-- START Extracted records --
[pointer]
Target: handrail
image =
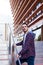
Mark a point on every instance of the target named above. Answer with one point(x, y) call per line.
point(35, 12)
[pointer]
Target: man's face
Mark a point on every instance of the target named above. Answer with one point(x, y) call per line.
point(24, 28)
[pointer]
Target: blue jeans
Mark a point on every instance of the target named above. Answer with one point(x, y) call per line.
point(29, 60)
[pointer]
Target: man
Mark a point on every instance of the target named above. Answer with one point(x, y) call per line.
point(27, 54)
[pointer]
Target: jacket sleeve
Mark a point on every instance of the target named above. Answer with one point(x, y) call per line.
point(20, 43)
point(27, 45)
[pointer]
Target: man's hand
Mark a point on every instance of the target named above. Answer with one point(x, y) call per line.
point(18, 56)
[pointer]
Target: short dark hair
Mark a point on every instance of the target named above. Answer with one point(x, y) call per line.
point(25, 24)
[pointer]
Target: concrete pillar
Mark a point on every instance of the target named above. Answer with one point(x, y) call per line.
point(42, 33)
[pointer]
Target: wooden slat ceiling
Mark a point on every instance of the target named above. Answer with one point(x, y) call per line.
point(22, 10)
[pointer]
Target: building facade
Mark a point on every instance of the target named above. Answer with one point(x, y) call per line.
point(30, 11)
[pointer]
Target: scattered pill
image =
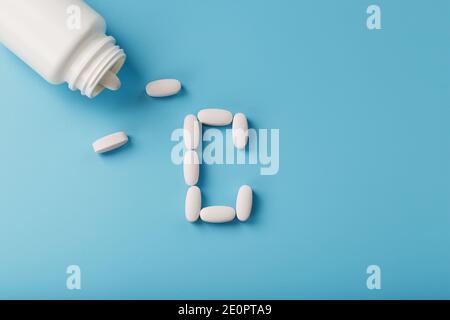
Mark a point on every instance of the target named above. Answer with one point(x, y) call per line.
point(215, 117)
point(163, 88)
point(217, 214)
point(191, 167)
point(240, 131)
point(244, 203)
point(110, 142)
point(193, 204)
point(192, 132)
-- END Extracted records --
Stated problem — Write out all the records above word for word, but leave out the pictures.

Expected answer —
[pointer]
Target: handrail
image =
Mark a point on every instance of the target named above. Answer with one point(x, y) call per line.
point(35, 12)
[pointer]
Target: man's face
Mark a point on every instance of the target named above. Answer with one point(x, y) call per line.
point(24, 28)
[pointer]
Target: blue jeans
Mark a point on every instance of the target named above. Answer with one point(x, y) call per line.
point(29, 60)
[pointer]
Target: man
Mark a point on every instance of the target named above. Answer with one point(x, y) call per line.
point(27, 54)
[pointer]
Target: jacket sleeve
Mark a point on every instance of the target named above. Answer with one point(x, y) call per line.
point(20, 43)
point(27, 45)
[pointer]
Target: man's hand
Mark a point on every instance of the target named above. Answer with one point(x, y) call per line.
point(18, 56)
[pointer]
Target: short dark hair
Mark a point on every instance of the target named above. Answer with one point(x, y) call per line.
point(25, 24)
[pointer]
Target: concrete pillar
Mark a point on every instance of the target named above. Answer with one point(x, y) call per line.
point(42, 33)
[pointer]
Target: wooden slat ceiling
Mark a point on every instance of the target named above. Answer with one point(x, y) call per line.
point(22, 10)
[pointer]
Target: building facade
Mark a point on every instance of the target named above. Answer with one point(x, y) call per line.
point(30, 11)
[pointer]
Target: scattered pill
image =
Mark a point on every instance of the target named above. Answer with one point(x, y) call per line.
point(215, 117)
point(163, 88)
point(217, 214)
point(191, 167)
point(240, 131)
point(244, 203)
point(110, 142)
point(193, 204)
point(192, 132)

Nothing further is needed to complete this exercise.